*** Opening Page excerpt ***

To the Government of Iran

We address the Iranian authorities directly, though with no expectation that conscience will move them. Our demands are legal and moral imperatives, not negotiating positions.

First: immediately cease all use of lethal force against demonstrators. The deployment of military weapons against civilians is a gross violation of international human rights law and, under the circumstances, may constitute crimes against humanity.

Second: release all individuals detained solely for exercising their rights to peaceful protest, freedom of expression, and assembly. This includes journalists, lawyers, and civil society activists swept up in the dragnet. The practice of hostage-taking as a deterrent against dissent must end.

Third: impose an immediate moratorium on all death sentences related to the protests, and commute those already issued. The execution of minors and the use of capital punishment as a political tool are categorically prohibited under international law to which Iran is bound.

Fourth: allow independent international monitors, including the United Nations Special Rapporteur on the situation of human rights in Iran, unfettered access to the country, to detention facilities, and to affected regions.

The Iranian government remains bound by the International Covenant on Civil and Political Rights, which it ratified in 1975. Its current conduct represents not merely a domestic policy choice but a breach of solemn international obligations. The world will not forget, and history will not be kind.


A Call to the International Community

The scale of the killing in Iran demands more than expressions of concern. It requires concrete, coordinated action.

*** Closing Page excerpt ***
*** Opening Provided information ***

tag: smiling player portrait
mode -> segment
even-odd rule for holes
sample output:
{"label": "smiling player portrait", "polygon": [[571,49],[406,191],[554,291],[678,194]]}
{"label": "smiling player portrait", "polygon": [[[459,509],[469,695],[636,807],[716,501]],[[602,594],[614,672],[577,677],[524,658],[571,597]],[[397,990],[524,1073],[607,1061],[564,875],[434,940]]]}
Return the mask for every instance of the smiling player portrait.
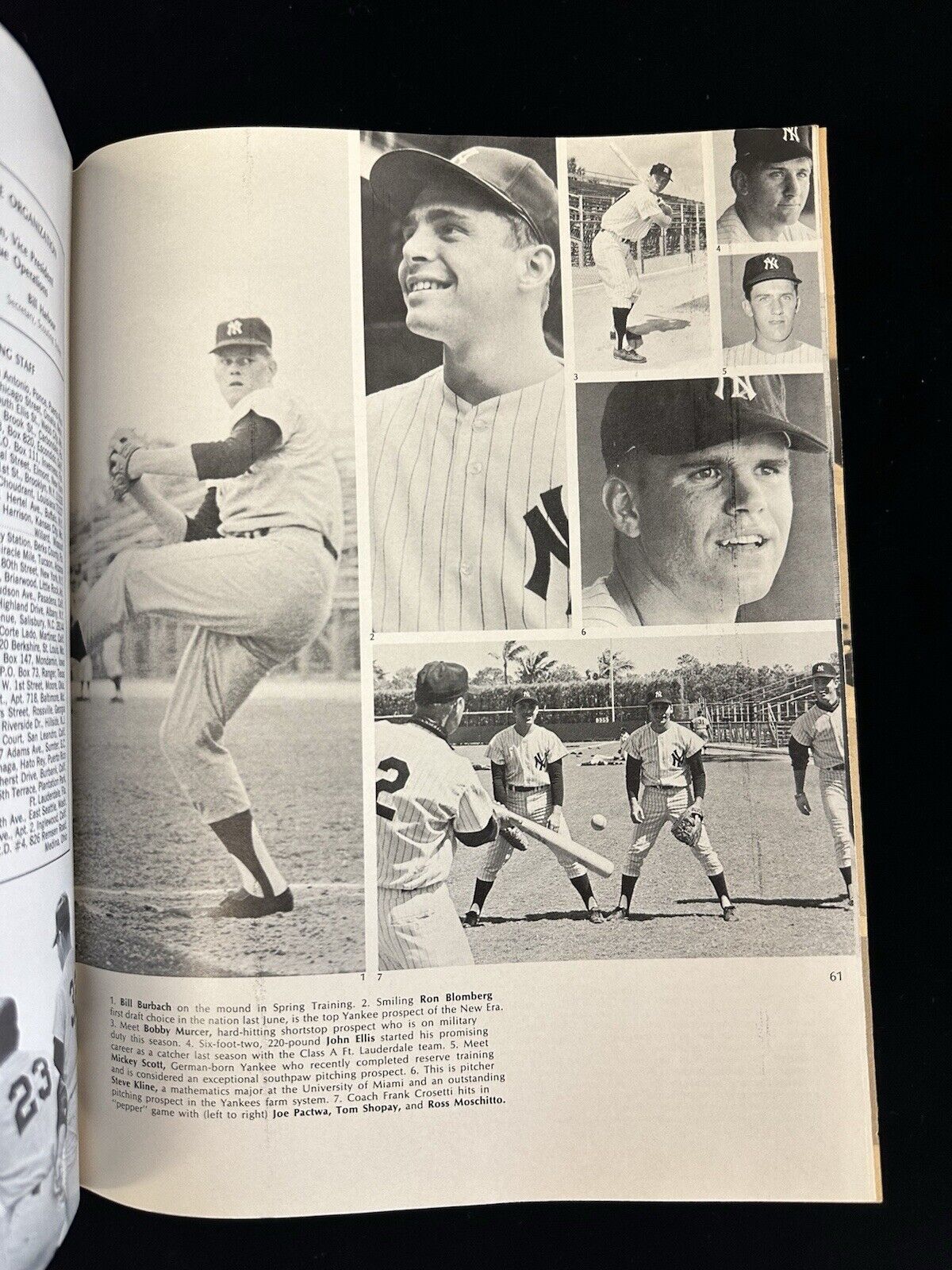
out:
{"label": "smiling player portrait", "polygon": [[413,142],[364,138],[374,630],[565,627],[555,147]]}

*** Closing Provided information ***

- _List of tasks_
- a) In the statement to the Iranian government, list every group of people it names as having been detained.
- b) Rewrite the passage of the statement to the Iranian government from "Third: impose an" to "to affected regions.", replacing "monitors" with "observers".

- _Task-by-task results_
- a) journalists, lawyers, civil society activists

- b)
Third: impose an immediate moratorium on all death sentences related to the protests, and commute those already issued. The execution of minors and the use of capital punishment as a political tool are categorically prohibited under international law to which Iran is bound.

Fourth: allow independent international observers, including the United Nations Special Rapporteur on the situation of human rights in Iran, unfettered access to the country, to detention facilities, and to affected regions.